■ **WHAT THE TASK ASKS**:
Restate word for word the run of lines that begins at the one containing "Pressing-analysis tagging request: spot the license" and ends at the last line of the listing.

____

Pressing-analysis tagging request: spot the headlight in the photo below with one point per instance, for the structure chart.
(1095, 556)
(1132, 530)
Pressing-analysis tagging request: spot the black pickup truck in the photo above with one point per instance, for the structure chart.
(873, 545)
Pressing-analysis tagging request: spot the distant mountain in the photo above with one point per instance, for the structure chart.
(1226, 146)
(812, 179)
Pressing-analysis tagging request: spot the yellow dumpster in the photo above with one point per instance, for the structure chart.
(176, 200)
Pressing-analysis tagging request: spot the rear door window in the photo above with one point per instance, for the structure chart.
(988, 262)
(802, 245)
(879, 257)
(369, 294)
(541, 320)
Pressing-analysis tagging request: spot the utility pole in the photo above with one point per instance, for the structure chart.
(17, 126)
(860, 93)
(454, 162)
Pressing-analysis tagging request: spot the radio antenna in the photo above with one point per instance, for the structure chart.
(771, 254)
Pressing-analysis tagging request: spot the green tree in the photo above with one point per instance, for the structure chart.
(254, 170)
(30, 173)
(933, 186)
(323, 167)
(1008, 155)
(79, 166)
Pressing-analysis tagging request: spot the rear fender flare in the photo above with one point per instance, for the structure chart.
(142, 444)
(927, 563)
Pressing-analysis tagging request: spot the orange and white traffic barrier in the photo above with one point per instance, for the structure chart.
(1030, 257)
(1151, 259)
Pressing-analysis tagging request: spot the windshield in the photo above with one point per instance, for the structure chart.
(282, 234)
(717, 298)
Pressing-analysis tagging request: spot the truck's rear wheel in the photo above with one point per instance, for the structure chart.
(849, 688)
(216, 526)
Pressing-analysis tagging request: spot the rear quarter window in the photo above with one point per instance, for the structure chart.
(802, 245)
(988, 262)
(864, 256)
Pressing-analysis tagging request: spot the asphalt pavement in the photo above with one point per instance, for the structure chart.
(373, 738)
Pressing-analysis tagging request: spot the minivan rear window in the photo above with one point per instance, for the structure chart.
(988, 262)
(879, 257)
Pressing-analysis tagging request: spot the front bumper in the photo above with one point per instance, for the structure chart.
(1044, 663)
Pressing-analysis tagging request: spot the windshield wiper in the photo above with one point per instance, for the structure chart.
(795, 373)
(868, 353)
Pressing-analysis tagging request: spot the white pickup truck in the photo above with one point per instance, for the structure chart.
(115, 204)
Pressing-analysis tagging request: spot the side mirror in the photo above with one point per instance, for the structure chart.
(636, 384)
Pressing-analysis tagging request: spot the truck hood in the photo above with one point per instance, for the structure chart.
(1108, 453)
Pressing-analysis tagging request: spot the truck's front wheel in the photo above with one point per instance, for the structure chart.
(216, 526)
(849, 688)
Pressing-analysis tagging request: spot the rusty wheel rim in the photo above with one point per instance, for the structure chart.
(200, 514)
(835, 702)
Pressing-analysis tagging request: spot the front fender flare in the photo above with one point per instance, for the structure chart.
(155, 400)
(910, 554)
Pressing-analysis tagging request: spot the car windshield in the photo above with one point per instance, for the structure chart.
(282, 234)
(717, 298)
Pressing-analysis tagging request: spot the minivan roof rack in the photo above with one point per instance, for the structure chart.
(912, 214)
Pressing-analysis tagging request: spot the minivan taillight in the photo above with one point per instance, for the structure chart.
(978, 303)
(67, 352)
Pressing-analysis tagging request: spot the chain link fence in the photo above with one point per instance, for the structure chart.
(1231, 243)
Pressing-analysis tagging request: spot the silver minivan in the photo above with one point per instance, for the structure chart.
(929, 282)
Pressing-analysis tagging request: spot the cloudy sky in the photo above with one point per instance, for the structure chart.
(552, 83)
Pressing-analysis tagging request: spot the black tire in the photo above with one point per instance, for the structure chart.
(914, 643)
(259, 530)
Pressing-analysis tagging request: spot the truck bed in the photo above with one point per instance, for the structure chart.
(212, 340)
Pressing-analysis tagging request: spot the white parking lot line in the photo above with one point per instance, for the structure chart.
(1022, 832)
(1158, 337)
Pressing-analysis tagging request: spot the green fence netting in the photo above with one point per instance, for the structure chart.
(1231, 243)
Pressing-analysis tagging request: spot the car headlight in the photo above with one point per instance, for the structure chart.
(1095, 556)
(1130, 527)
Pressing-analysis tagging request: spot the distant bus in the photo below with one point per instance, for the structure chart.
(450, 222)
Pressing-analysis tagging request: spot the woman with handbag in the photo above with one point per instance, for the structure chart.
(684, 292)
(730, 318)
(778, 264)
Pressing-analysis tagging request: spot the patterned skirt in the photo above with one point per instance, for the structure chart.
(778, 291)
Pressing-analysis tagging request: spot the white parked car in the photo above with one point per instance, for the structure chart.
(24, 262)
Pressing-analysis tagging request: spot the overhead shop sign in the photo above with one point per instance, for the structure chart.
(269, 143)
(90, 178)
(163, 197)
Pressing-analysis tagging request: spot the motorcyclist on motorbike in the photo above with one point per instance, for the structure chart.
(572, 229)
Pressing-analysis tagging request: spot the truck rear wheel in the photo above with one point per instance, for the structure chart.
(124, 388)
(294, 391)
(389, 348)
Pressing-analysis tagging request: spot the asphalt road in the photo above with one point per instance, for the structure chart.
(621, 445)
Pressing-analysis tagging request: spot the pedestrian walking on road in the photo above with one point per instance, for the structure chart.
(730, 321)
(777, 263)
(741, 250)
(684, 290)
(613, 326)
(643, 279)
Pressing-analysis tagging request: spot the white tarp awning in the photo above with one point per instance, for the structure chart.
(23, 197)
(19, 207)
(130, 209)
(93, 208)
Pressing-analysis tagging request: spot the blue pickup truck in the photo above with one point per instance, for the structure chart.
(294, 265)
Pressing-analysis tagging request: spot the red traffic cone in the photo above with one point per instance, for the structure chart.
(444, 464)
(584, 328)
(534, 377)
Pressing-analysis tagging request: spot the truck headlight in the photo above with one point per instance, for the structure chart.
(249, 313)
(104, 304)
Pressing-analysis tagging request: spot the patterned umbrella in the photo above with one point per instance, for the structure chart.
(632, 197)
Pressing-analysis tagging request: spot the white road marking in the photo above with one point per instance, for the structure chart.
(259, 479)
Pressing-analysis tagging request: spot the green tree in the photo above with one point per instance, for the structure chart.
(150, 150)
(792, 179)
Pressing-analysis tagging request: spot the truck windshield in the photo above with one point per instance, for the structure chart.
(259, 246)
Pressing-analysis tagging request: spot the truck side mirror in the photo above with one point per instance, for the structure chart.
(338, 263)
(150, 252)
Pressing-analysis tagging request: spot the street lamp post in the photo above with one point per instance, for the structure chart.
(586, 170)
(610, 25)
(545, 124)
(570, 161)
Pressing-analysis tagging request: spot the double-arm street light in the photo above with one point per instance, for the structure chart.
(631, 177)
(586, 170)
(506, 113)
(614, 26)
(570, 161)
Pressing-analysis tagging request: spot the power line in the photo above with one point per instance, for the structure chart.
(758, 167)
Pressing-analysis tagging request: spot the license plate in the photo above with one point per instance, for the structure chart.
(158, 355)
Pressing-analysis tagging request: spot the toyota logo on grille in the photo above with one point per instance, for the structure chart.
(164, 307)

____

■ **PROBLEM SOLUTION**:
Pressing-analysis tagging request: spot the license plate in the photo above with one point per instance, for the structure chart.
(158, 355)
Pressing-analysis tagging request: spot the toyota logo on grille in the photo above with one point per instance, for the structure chart.
(164, 307)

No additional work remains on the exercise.